# PROBLEM TO WORK ON:
Can you reproduce the data beneath, keeping every line exact?

[Object location annotation data]

────────────────────────────────────────

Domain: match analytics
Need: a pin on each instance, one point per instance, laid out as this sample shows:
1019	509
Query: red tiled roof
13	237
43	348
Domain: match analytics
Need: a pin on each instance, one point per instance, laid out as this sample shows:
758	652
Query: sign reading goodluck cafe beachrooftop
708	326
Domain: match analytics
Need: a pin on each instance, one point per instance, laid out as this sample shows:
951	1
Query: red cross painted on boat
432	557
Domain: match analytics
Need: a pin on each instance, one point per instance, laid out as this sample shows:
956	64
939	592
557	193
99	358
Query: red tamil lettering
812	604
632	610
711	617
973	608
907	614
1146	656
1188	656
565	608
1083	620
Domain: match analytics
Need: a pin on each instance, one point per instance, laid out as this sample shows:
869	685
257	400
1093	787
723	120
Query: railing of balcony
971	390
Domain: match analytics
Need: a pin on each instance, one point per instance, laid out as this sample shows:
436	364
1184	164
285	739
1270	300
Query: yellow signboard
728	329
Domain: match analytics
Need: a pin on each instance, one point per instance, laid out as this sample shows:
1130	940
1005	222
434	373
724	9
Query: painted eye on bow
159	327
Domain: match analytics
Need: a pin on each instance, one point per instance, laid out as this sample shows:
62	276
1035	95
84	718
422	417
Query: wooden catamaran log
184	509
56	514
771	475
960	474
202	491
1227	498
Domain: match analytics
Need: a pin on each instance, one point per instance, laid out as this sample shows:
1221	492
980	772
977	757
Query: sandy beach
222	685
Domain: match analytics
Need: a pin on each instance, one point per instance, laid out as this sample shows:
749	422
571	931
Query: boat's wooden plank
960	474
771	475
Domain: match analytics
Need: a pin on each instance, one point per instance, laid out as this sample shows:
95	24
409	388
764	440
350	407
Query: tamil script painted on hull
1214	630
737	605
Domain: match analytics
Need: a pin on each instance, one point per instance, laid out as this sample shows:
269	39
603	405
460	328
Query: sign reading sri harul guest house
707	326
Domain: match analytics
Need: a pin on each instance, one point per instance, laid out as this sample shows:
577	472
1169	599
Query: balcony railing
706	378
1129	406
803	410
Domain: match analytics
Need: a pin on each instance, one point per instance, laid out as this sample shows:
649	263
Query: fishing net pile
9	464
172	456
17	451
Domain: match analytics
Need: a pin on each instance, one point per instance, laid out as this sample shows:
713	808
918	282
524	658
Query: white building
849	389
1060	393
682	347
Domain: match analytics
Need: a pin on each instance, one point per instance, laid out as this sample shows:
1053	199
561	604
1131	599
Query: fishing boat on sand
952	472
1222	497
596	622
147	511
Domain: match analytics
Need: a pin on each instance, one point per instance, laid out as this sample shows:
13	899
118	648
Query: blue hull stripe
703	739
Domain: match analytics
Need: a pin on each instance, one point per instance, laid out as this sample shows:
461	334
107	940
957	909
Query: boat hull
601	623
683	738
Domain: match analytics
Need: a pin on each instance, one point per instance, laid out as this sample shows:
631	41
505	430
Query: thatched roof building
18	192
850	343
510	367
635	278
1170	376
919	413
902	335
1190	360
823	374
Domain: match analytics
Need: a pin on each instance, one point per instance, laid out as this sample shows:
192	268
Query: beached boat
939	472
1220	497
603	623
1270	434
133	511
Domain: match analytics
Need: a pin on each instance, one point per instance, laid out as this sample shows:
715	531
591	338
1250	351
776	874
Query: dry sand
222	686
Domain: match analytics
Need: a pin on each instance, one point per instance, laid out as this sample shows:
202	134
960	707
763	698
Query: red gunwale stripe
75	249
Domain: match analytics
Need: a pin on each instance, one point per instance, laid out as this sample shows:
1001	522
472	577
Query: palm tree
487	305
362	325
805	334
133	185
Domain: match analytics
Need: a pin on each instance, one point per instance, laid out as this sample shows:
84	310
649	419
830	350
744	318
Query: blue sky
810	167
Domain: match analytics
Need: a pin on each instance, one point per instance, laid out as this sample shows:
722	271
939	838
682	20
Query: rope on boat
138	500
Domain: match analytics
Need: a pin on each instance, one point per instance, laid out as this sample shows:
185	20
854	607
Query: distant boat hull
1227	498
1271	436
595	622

────────────────────────────────────────

# RESPONSE:
Domain: match analytics
Need: a pin on each instance, one point per instance, laid out as this sample shows:
1019	509
Query: red tiled roof
13	237
43	348
Domain: match analytics
Need: a pin on each instance, one point per instance, laid out as this sample shows:
758	652
Query: sign reading goodluck cafe beachrooftop
708	326
Domain: match analytics
Need: a pin on each instance, one point per instance, laid out as this sample shows:
951	1
Query: red cross painted on boat
432	557
Domain: match analytics
Need: a pin on each instance, one point per instance, laid out as this sample shows:
956	64
939	592
557	193
99	358
Query: red tamil lettering
812	604
632	610
711	617
973	608
907	614
1146	656
1188	656
565	608
1083	620
Domain: match analytics
Need: a pin on each instance, one point per instance, laid out as this sample shows:
869	685
257	400
1093	787
723	120
Query: railing of balcony
971	390
Domain: match analytics
Need: a pin on each instance, one point per instance, laid out as this sample shows:
436	364
1184	164
285	739
1270	300
Query: yellow signboard
728	329
Domain: match analytics
Need: a pin on each instance, one point per instance, laid out as this sample shows:
1130	940
1005	222
434	373
724	9
Query: painted eye on bow
159	327
Domain: match analytics
Need: a pin on each instance, one point per instance, laid out as this sample shows:
62	276
1035	95
84	718
422	417
Query: wooden catamaran log
184	509
56	514
771	475
960	474
202	491
1227	498
Domain: match analytics
Need: a pin on each instance, one point per instance, laid out as this sample shows:
1221	492
980	772
977	757
Query: sandy beach
222	685
Domain: match analytics
Need: a pin on each instance, one point per instance, laid out as this sample shows:
749	422
571	931
Query: boat's wooden plank
960	474
771	475
Domain: match analytics
Need: a pin on each instance, one point per instance, laid out as this sample shows:
95	24
409	388
764	440
350	407
Query: tamil script painted on hull
1214	630
737	605
Domain: match analytics
Need: a pin on each instance, one point per instance, laid out as this sample shows:
269	39
603	405
460	328
Query: sign reading sri harul guest house
707	326
Domain: match analytics
Need: a pin on each instance, one point per instance, laid out as this sample shows:
577	472
1169	599
Query: balcony railing
706	378
1129	406
803	410
Domain: match analytics
Need: a pin on each instance, one point per instance, laid out as this sample shows:
649	263
Query: fishing net pile
9	464
172	456
17	451
Domain: match analytics
Need: a pin on each instance, one point per instance, laid out as this sample shows:
713	808
918	282
524	658
Query: white building
849	389
1060	393
682	347
Domain: match analytics
Need: a pin on each instance, one point per instance, laid out as this sample shows:
1053	199
561	604
1131	599
Query: fishing boat on sand
952	472
1222	497
596	622
147	511
Domain: match analytics
Need: a pin on each instance, one point per instance, laid out as this sample shows:
13	899
118	648
Query: blue hull stripe
703	739
Domain: match analytics
Need: a pin on each instance, one point per instance, laid out as this sample shows:
461	334
107	940
957	909
Query: boat hull
601	623
683	738
Domain: match analytics
Need: a pin on each instance, one point per instance, laid out as this sample shows:
631	41
505	430
Query: thatched roof building
18	192
850	343
510	367
635	278
1170	376
919	413
902	335
1190	360
823	374
Domain: match analytics
Need: a pin on each instance, one point per instance, laid out as this sample shows:
192	268
Query: beached boat
939	472
1220	497
603	623
1270	434
133	511
Domain: match analytics
Need: a pin on each instance, one point per instance, laid out as this sample shows:
715	531
591	338
1250	351
776	874
Query: dry sand
222	686
Domain: match analytics
Need: a pin on each instance, one point per instance, laid out as this sample shows:
202	134
960	707
763	698
Query: red gunwale stripe
75	249
Domain: match analytics
Need: a pin on each instance, one point per instance, laid out as this sample shows:
1001	522
472	577
Query: palm tree
487	305
362	325
805	334
133	185
Domain: match analytics
Need: a pin on each instance, one point per instance, laid out as this sample shows:
84	310
649	419
830	350
744	318
Query: blue sky
810	167
Domain: match analytics
Need: a pin on each instance, one point per instance, laid out as this sample shows:
722	271
939	838
682	20
Query: rope on boat
138	500
Domain: match analytics
Need: a pin on each instance, one point per instance, laid out as this sample shows:
185	20
854	607
Query: distant boat hull
1227	498
1271	436
595	622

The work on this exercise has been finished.